Copy every line of the data below word for word, keeping each character and line break unchanged.

[INFORMATION GIVEN]:
┄┄┄┄┄┄┄┄┄┄
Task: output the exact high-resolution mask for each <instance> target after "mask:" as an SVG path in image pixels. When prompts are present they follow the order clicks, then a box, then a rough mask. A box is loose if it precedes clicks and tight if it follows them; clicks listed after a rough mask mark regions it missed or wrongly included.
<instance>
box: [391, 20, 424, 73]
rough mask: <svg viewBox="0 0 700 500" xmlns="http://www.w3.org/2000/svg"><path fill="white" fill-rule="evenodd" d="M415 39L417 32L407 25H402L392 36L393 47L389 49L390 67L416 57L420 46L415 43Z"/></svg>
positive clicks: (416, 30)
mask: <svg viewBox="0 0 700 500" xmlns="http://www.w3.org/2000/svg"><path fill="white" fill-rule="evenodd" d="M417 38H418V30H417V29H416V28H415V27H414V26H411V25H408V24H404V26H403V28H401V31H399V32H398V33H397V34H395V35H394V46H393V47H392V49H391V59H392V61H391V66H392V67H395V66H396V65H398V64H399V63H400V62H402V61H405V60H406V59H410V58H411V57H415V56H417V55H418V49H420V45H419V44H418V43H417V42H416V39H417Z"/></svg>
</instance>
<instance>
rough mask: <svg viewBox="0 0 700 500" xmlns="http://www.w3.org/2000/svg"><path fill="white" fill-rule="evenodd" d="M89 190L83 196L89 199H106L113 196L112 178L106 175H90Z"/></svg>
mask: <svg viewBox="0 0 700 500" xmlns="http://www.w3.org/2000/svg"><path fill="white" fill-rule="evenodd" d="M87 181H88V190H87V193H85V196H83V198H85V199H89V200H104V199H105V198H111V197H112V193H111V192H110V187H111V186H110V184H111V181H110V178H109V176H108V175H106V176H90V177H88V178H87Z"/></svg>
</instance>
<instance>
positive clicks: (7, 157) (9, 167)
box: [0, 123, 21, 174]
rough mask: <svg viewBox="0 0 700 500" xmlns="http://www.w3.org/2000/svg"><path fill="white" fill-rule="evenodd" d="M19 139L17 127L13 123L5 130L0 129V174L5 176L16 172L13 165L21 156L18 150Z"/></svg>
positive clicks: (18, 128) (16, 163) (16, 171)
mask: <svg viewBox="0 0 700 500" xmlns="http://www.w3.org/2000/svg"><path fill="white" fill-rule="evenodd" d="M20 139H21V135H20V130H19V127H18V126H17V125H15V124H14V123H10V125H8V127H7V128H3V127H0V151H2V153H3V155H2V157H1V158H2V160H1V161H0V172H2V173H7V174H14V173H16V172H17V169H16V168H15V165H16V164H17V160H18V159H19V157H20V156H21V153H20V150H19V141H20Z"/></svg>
┄┄┄┄┄┄┄┄┄┄
[REPLY TO THE EXERCISE]:
Task: output the exact high-resolution mask for each <instance> target after "mask:" as an SVG path in image pixels. When prompts are present they follow the order clicks, then a box, then a rough mask. A box is loose if it precedes clicks and tight if it follows them; clicks listed after a rough mask mark regions it missed or wrongly included.
<instance>
box: [391, 20, 424, 73]
rough mask: <svg viewBox="0 0 700 500" xmlns="http://www.w3.org/2000/svg"><path fill="white" fill-rule="evenodd" d="M415 39L417 32L407 25H402L392 36L393 47L389 49L390 67L416 57L420 46L415 43Z"/></svg>
positive clicks: (416, 30)
mask: <svg viewBox="0 0 700 500" xmlns="http://www.w3.org/2000/svg"><path fill="white" fill-rule="evenodd" d="M417 38H418V30H417V29H416V28H415V27H414V26H411V25H408V24H404V26H403V28H401V31H399V32H398V33H397V34H395V35H394V46H393V47H392V49H391V59H392V61H391V66H392V67H395V66H396V65H398V64H399V63H400V62H402V61H405V60H406V59H410V58H411V57H415V56H417V55H418V49H420V45H419V44H418V43H417V42H416V39H417Z"/></svg>
</instance>
<instance>
rough mask: <svg viewBox="0 0 700 500" xmlns="http://www.w3.org/2000/svg"><path fill="white" fill-rule="evenodd" d="M89 190L83 196L89 199H106L113 196L112 178L106 175H90Z"/></svg>
mask: <svg viewBox="0 0 700 500" xmlns="http://www.w3.org/2000/svg"><path fill="white" fill-rule="evenodd" d="M87 181H88V190H87V193H85V196H83V198H85V199H89V200H104V199H105V198H111V197H112V193H111V192H110V187H111V186H110V184H111V181H110V178H109V176H108V175H106V176H90V177H88V178H87Z"/></svg>
</instance>
<instance>
positive clicks: (7, 157) (9, 167)
box: [0, 123, 21, 174]
rough mask: <svg viewBox="0 0 700 500" xmlns="http://www.w3.org/2000/svg"><path fill="white" fill-rule="evenodd" d="M19 139L17 127L13 123L5 130L0 129V174L5 176L16 172L13 165L21 156L18 150Z"/></svg>
positive clicks: (18, 128) (16, 163) (16, 171)
mask: <svg viewBox="0 0 700 500" xmlns="http://www.w3.org/2000/svg"><path fill="white" fill-rule="evenodd" d="M20 139H21V135H20V130H19V127H18V126H17V125H15V124H14V123H10V125H8V127H7V128H3V127H0V151H2V153H3V155H2V157H1V158H2V160H1V161H0V172H2V173H7V174H14V173H16V172H17V169H16V168H15V165H16V164H17V160H18V159H19V157H20V156H21V153H20V150H19V141H20Z"/></svg>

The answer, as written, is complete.